§ Exercise prompt:
In the material below, put each line from the line containing "Each instance of the girl's knee" up to and including the line containing "[(440, 272), (416, 257)]" into a JSON list of strings, one string per line, leaving out any blank lines.
━━━
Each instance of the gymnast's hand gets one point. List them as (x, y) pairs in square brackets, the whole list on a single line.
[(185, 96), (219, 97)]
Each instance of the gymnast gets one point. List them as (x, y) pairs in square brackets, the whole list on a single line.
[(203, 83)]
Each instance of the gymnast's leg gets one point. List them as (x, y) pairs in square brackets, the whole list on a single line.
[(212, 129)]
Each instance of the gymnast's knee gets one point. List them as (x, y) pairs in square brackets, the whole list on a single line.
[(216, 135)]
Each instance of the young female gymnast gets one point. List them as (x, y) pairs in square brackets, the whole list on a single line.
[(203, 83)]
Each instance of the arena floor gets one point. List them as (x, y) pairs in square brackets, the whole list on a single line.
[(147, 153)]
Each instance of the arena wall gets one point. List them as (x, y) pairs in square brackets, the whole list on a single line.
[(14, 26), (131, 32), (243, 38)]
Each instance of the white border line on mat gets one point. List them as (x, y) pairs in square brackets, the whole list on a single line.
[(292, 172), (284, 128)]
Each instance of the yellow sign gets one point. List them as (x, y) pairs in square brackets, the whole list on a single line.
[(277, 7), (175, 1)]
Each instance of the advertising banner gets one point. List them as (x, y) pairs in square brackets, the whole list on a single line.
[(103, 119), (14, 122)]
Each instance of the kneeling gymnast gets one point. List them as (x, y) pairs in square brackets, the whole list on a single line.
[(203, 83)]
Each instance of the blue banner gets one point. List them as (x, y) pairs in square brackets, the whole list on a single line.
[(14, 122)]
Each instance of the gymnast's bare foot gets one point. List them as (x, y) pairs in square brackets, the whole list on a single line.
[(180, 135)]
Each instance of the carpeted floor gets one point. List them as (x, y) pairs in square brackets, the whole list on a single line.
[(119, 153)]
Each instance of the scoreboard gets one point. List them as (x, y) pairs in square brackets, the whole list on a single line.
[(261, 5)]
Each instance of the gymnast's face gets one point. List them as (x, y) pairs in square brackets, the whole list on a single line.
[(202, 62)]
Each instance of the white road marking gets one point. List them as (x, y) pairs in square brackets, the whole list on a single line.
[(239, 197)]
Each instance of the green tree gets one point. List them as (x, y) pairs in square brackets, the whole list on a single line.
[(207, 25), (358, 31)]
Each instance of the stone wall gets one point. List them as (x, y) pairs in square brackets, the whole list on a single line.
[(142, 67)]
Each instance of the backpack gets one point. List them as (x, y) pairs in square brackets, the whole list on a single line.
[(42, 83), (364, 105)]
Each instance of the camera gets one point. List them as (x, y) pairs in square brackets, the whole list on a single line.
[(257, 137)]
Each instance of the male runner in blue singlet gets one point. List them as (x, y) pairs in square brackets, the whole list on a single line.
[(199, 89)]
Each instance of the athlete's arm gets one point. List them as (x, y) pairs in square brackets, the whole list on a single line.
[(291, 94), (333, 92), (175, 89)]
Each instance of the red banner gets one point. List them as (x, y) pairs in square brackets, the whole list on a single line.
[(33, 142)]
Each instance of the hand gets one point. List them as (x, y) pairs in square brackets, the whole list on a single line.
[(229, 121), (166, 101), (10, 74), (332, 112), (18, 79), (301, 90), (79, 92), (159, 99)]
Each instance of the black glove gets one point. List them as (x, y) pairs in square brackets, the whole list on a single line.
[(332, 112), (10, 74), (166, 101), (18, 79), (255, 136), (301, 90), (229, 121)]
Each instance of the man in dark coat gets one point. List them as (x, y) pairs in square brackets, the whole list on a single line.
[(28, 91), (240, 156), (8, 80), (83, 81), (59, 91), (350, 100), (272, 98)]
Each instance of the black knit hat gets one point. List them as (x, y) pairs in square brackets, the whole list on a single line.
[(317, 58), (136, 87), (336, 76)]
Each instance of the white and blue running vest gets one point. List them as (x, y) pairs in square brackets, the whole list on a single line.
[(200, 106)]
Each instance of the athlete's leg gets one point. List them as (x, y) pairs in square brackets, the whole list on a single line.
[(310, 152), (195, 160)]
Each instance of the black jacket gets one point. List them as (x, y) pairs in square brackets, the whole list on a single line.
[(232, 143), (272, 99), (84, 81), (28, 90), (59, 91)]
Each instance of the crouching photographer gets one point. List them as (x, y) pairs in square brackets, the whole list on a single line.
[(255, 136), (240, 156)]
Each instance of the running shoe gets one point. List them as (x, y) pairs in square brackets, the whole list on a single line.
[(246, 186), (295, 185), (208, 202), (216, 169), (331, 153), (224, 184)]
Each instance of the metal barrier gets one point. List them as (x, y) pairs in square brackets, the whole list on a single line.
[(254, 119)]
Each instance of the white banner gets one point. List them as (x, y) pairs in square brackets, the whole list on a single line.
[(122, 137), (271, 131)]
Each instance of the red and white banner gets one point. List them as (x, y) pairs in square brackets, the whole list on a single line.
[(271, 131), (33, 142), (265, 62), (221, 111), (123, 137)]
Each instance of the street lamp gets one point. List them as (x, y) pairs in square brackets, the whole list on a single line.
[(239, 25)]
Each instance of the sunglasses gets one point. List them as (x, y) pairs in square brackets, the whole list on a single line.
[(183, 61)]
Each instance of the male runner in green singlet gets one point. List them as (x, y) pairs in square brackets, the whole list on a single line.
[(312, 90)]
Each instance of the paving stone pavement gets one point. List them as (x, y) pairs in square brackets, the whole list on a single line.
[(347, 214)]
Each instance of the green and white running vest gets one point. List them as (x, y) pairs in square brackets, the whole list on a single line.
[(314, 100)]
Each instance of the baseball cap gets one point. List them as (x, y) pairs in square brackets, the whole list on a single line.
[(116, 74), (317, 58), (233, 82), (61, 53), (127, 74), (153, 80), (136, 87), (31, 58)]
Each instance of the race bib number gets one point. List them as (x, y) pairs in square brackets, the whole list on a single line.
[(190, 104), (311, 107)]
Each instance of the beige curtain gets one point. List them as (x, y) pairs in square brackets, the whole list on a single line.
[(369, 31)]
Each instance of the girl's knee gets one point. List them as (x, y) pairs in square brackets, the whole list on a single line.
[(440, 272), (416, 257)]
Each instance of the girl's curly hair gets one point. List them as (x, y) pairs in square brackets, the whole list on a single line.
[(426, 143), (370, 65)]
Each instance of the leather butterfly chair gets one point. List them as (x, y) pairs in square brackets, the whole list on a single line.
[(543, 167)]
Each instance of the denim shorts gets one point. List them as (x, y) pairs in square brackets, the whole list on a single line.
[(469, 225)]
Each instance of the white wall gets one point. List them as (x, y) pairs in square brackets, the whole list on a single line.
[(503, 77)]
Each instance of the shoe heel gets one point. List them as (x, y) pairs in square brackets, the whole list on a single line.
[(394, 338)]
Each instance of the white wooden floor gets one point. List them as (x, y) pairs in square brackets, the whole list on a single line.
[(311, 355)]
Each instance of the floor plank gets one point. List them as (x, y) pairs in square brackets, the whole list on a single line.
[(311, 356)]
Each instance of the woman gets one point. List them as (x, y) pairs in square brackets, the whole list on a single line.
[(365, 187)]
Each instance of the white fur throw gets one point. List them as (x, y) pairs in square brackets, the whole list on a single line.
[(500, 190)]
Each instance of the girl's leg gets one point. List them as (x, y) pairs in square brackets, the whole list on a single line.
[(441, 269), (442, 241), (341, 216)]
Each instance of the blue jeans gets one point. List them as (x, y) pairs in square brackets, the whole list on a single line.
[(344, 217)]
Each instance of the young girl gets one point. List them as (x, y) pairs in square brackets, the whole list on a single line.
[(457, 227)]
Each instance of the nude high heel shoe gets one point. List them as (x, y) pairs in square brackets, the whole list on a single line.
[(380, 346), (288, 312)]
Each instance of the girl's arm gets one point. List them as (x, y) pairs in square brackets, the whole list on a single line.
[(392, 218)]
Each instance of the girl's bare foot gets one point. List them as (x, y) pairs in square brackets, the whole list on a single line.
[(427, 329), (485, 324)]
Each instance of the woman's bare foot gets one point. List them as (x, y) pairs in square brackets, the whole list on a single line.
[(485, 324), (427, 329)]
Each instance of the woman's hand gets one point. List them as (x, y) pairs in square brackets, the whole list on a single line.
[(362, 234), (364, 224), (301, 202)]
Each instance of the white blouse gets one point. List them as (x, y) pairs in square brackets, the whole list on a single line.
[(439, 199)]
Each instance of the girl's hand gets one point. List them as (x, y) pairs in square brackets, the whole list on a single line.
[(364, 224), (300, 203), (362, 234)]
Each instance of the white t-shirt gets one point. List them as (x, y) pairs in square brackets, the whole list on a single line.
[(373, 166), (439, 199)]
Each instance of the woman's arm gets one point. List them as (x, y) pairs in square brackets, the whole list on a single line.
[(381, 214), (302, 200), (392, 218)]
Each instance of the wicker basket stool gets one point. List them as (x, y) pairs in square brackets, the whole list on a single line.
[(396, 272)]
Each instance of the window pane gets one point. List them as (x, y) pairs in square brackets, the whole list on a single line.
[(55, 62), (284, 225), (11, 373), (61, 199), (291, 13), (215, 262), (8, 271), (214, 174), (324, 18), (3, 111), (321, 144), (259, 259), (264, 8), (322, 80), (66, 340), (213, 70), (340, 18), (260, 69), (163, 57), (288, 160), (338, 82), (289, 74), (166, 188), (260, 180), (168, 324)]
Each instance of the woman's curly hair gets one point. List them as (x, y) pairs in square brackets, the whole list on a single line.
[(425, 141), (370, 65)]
━━━
§ Full answer:
[
  "Each instance of the girl's knee gets one point. List them as (x, y) pairs in square brackets, the whole list on a single line.",
  "[(440, 272), (416, 257)]"
]